* BRANO SCELTO:
#####
« indietro LUIGI SPAGNOLO, Premessa a Traduzioni della Commedia in lingue orientali. Una Giornata di Studi. (pp. 6-8)
Dato che la traduzione comincia ad assumere gravi implicazioni storiche, culturali, politiche e religiose a partire dalla diffusione dei vangeli (nell’intreccio tra aramaico [presunto in una fase orale], greco di koinè, e, infine, lingue romanze), non sarà fuori luogo spiegare il lavoro del traduttore con una parabola, discorso allegorico ricorrente nell’insegnamento di Gesù, nonché etimo di parola (per antonomasia). «Un contadino, la cui frutta e verdura godevano di ottima fama nella provincia, si recò al mercato con il suo bel carretto, pieno di cassette di mele, pere, pesche, fichi, pomodori, zucchine, cavolfiori ecc. A metà del tragitto, colto da sonnolenza, decise di sdraiarsi sotto una quercia a riposare, giusto per pochi minuti. Tuttavia, a causa della grande stanchezza, finì per addormentarsi profondamente. Passò di lì un altro contadino, i cui affari non andavano affatto bene: i suoi prodotti erano pochi e di mediocre qualità. Appena vide il carretto abbandonato sul ciglio della strada, si guardò intorno, stupito: accortosi che l’agricoltore benestante ronfava sdraiato sull’erba, decise di scambiare le cassette e ripartire subito alla volta del mercato. Quando il dormiglione si svegliò e tornò al carretto, non ci mise molto a rendersi conto che qualcosa non quadrava: le cassette erano invertite, i fichi erano pochissimi, le mele troppe, le pere scarse; inoltre, provando ad assaggiare, sentì che il sapore era decisamente meno gradevole, a volte orribile. Quel giorno vendette la roba per un pugno di monete e rincasò infuriato con sé stesso: non si sarebbe mai più addormentato per farsi derubare sotto il naso!»
#####
* DATI DA ELABORARE:
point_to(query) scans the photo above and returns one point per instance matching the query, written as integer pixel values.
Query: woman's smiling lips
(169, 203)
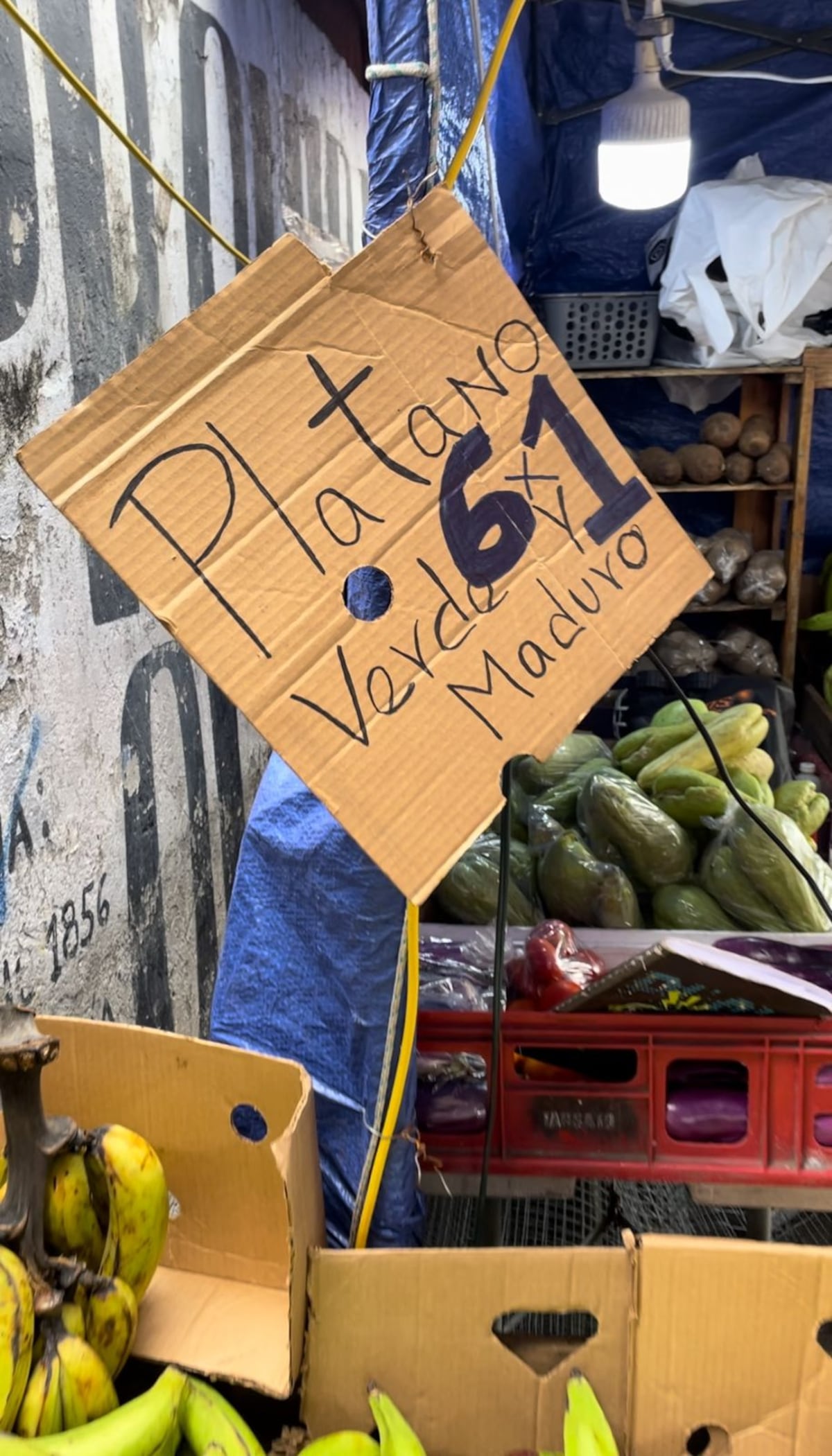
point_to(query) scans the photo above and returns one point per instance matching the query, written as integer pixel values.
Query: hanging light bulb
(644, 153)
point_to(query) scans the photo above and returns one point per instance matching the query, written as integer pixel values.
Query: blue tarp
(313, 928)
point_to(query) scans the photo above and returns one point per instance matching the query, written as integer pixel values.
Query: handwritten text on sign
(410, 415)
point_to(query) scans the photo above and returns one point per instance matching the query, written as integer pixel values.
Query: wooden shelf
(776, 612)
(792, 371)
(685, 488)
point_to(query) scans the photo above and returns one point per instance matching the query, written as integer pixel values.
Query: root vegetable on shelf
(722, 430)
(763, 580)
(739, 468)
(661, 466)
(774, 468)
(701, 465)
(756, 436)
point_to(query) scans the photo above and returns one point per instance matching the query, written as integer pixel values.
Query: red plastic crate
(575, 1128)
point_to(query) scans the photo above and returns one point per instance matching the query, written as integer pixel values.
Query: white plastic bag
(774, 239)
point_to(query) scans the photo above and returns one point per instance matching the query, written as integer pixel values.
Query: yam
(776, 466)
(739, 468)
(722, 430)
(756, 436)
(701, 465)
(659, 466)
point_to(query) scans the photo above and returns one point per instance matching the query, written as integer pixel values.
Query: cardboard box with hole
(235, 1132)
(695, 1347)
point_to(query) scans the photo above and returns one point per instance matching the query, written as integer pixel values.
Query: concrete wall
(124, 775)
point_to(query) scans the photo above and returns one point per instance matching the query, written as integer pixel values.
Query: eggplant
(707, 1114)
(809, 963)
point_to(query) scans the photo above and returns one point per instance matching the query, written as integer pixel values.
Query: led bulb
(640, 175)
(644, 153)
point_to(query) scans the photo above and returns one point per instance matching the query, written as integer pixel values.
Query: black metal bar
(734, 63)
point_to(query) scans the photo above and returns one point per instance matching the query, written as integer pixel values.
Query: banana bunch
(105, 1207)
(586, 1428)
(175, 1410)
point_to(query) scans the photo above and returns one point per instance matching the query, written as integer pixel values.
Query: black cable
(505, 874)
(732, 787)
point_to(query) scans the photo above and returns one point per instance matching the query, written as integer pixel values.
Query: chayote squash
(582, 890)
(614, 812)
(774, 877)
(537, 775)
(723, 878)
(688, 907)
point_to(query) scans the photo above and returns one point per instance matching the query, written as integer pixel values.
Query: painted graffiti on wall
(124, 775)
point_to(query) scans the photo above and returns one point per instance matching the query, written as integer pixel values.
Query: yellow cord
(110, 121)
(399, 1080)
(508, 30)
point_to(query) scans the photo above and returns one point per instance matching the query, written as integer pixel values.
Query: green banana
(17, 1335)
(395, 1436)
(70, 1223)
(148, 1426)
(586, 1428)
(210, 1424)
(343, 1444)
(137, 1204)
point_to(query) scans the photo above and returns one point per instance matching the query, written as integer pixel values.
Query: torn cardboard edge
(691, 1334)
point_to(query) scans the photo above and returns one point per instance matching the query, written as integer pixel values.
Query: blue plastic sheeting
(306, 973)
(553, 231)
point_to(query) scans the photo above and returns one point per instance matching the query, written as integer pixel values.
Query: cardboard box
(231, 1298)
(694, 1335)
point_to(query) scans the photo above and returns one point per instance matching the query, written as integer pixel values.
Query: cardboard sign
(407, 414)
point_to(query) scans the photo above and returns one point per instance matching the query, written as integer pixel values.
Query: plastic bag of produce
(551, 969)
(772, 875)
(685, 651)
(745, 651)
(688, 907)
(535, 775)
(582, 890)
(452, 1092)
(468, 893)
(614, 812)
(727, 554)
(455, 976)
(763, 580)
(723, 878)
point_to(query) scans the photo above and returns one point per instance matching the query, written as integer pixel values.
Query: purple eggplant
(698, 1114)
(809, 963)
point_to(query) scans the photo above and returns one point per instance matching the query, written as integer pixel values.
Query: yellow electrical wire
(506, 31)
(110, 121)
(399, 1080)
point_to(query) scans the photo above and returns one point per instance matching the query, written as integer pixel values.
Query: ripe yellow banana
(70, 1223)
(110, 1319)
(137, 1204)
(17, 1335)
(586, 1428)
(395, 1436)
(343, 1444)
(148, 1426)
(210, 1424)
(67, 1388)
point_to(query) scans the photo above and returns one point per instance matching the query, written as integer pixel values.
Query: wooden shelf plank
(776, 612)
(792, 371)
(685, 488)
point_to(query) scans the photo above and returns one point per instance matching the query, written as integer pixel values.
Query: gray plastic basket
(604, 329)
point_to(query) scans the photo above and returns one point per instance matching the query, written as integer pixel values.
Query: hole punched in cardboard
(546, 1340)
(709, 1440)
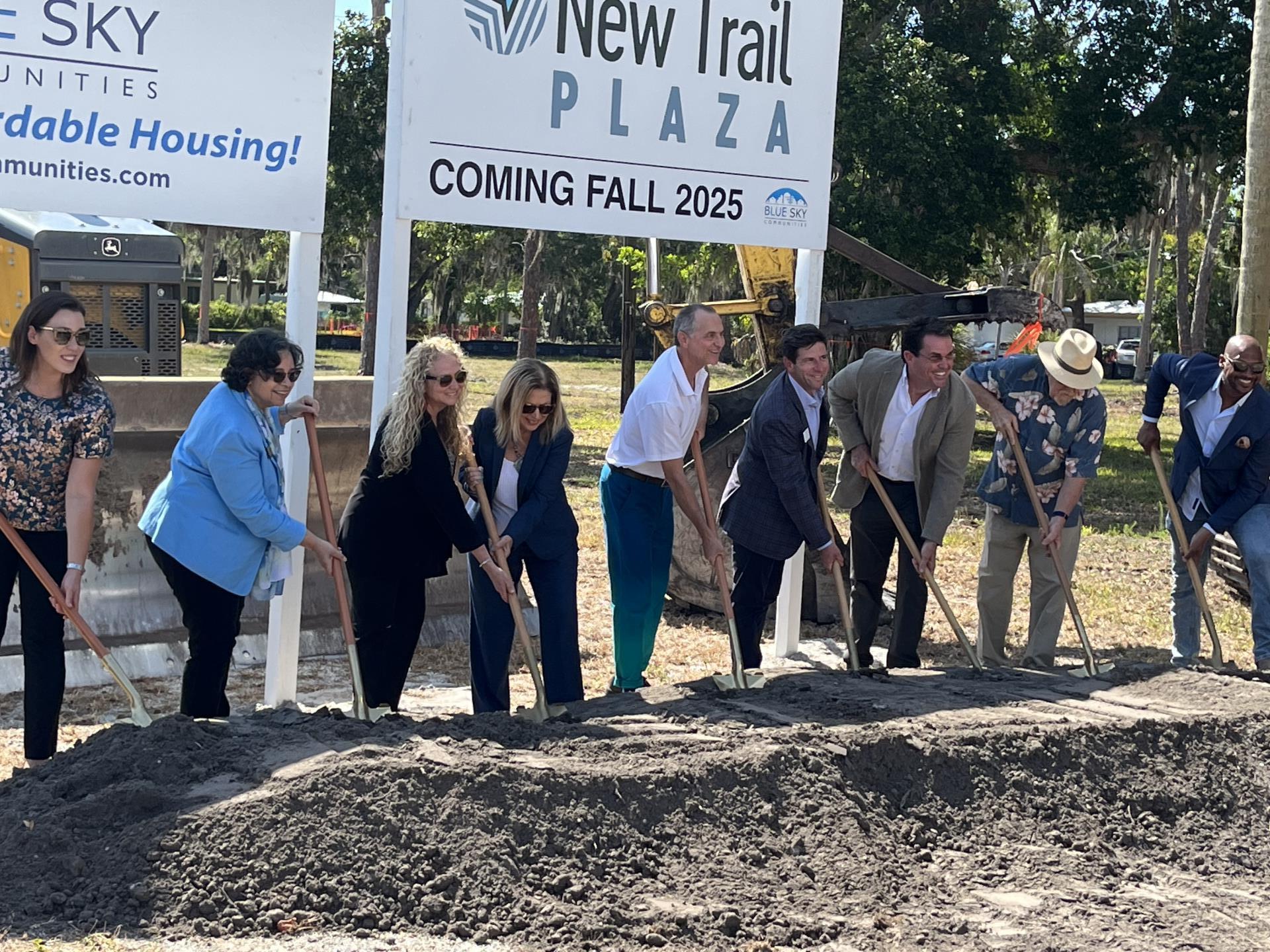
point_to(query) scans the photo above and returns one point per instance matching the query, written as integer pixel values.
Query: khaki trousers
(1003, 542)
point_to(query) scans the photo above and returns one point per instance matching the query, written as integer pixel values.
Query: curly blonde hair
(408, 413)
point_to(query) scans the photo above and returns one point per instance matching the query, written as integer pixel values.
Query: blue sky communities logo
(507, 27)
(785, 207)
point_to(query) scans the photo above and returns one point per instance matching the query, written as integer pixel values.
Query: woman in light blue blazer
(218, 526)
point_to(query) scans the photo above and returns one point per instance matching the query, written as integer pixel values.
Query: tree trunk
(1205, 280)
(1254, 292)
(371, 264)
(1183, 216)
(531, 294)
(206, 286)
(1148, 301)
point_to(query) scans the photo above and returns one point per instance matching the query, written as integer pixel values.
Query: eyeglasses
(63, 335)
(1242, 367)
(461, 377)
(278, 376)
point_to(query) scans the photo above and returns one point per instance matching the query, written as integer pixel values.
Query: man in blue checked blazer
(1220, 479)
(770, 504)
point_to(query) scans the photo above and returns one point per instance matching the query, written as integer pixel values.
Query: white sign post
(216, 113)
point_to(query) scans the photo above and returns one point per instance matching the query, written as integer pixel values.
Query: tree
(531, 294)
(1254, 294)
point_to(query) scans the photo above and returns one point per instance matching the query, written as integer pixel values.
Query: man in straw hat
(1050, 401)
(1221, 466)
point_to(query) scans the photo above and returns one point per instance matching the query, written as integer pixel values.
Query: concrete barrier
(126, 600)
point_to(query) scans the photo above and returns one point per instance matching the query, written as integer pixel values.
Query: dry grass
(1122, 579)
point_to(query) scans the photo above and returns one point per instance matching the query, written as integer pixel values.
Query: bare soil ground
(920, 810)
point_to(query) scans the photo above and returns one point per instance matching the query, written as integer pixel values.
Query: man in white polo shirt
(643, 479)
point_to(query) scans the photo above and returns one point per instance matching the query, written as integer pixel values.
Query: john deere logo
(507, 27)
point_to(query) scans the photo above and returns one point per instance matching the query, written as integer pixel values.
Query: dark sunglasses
#####
* ESERCIZI SCRITTI:
A: Estrai dalle voci tutte le righe che contengono la parola "cardboard".
B: Continua il brano sulla traduzione e la parabola del contadino, partendo subito dopo l'ultima frase.
Il brano e le voci provengono da fonti diverse.

* RISPOSTE ALL'ESERCIZIO:
A:
Query: cardboard box with hole
Query: torn cardboard edge
Query: cardboard box
Query: cardboard sign
Query: hole punched in cardboard

B:
Come si può facilmente intuire, il primo contadino è l’autore, che porta a vendere il suo testo, ricco e sapido; il secondo, invece, è il traduttore, che sostituisce le parole cercando di salvare i concetti, ma spesso rischia di perdere elementi preziosi (i fichi), di aggiungerne altri in modo arbitrario (le mele), di dare al lettore una qualità scadente anche dal punto di vista stilistico e formale.
Ma tradurre significa rubare? In parte sì, anche se il furto è giustificato per due ragioni: da un lato, far conoscere dei testi a lettori che non potrebbero apprezzarli nella loro veste originaria; dall’altro, offrire un’interpretazione, ovvero condensare nel lavoro traduttivo i risultati di un’intensa attività filologica. Dunque non basta sostituire a caso frutta e verdura: occorre distinguere le mele dalle pere e, se possibile, mantenere le stesse quantità e conservare i sapori. Il ladro-traduttore, in ultima analisi, avverte l’esigenza di non farsi scoprire, in questo senso avvicinandosi alla figura del falsario: non a caso il più bel complimento, per chi traduce i versi di un poeta vivente, è sentirsi dire dall’autore che li avrebbe scritti così se avesse parlato la lingua di arrivo.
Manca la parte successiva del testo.